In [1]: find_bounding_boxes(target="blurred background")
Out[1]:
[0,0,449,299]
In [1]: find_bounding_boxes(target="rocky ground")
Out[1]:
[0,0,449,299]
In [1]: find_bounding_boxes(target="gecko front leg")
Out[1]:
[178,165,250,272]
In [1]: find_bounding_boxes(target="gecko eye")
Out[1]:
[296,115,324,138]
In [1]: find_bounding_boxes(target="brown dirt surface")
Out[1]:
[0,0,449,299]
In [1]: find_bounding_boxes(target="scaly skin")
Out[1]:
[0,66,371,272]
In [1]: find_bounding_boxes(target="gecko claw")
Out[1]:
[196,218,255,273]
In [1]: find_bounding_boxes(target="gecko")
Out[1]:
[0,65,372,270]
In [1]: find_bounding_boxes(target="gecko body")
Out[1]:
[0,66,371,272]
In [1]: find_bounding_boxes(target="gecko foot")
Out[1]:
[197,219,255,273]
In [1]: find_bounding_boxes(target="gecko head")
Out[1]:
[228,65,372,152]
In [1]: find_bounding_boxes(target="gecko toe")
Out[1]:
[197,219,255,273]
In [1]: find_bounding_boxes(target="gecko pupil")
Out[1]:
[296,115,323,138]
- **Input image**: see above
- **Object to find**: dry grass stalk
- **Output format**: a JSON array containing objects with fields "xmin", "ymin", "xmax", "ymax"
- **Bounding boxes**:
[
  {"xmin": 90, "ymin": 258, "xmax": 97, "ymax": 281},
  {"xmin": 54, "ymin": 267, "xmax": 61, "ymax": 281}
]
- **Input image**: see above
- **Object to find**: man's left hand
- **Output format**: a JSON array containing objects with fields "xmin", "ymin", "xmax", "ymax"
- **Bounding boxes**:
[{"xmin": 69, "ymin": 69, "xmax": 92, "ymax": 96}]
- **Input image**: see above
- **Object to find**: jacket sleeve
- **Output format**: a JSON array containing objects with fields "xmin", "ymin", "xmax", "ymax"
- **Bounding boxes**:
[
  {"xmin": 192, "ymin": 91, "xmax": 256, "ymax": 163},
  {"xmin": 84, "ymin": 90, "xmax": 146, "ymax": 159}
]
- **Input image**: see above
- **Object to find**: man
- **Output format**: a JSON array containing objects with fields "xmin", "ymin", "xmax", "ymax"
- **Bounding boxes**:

> _Problem to work on_: Please reproduce every line of the items above in full, shifting each bounding box coordinate in the answers up by 115.

> _Exercise answer_:
In [1]: find_bounding_boxes(target="blurred background")
Out[1]:
[115,115,564,414]
In [1]: find_bounding_boxes(target="rocky ground")
Out[1]:
[115,115,564,414]
In [1]: find_bounding_boxes(target="gecko front leg")
Out[1]:
[293,280,365,387]
In [1]: find_bounding_boxes(target="gecko eye")
Out[1]:
[411,230,439,253]
In [1]: find_bounding_boxes(target="brown dirt surface")
Out[1]:
[115,115,564,414]
In [1]: find_bounding_boxes(target="scaly skin")
Out[1]:
[115,181,486,387]
In [1]: find_bounding_boxes(target="gecko claw")
Out[1]:
[311,333,370,388]
In [1]: find_bounding_boxes(target="gecko")
Out[1]:
[115,180,487,385]
In [1]: find_bounding_boxes(target="gecko body")
Out[1]:
[115,181,486,387]
In [1]: find_bounding_boxes(target="gecko foot")
Out[1]:
[312,334,370,388]
In [1]: find_bounding_boxes(target="gecko head")
Out[1]:
[343,180,487,267]
In [1]: find_bounding_boxes(target="gecko toe")
Out[1]:
[312,334,370,388]
In [1]: find_bounding_boxes(target="gecko pupil")
Out[1]:
[411,230,438,253]
- **Input image**: see above
- **Object to find**: dry grass stalk
- **Output format**: a JSON array containing objects with fields "xmin", "ymin", "xmax", "ymax"
- **Bounding boxes**:
[
  {"xmin": 205, "ymin": 373, "xmax": 212, "ymax": 396},
  {"xmin": 169, "ymin": 382, "xmax": 176, "ymax": 396}
]
- **Input image**: see above
- **Object to find**: man's left hand
- **Output format**: a JSON array containing objects with fields "xmin", "ymin", "xmax", "ymax"
- **Bounding boxes**:
[{"xmin": 184, "ymin": 184, "xmax": 207, "ymax": 211}]
- **Input image**: see above
- **Object to find**: jacket sleeve
- **Output format**: a JSON array containing objects with fields "xmin", "ymin", "xmax", "ymax"
- **Bounding boxes**:
[
  {"xmin": 307, "ymin": 206, "xmax": 371, "ymax": 278},
  {"xmin": 199, "ymin": 205, "xmax": 261, "ymax": 274}
]
- **Input image**: see above
- **Object to find**: man
- **Output format**: a JSON array containing objects with fields "xmin", "ymin", "xmax", "ymax"
- **Bounding boxes**:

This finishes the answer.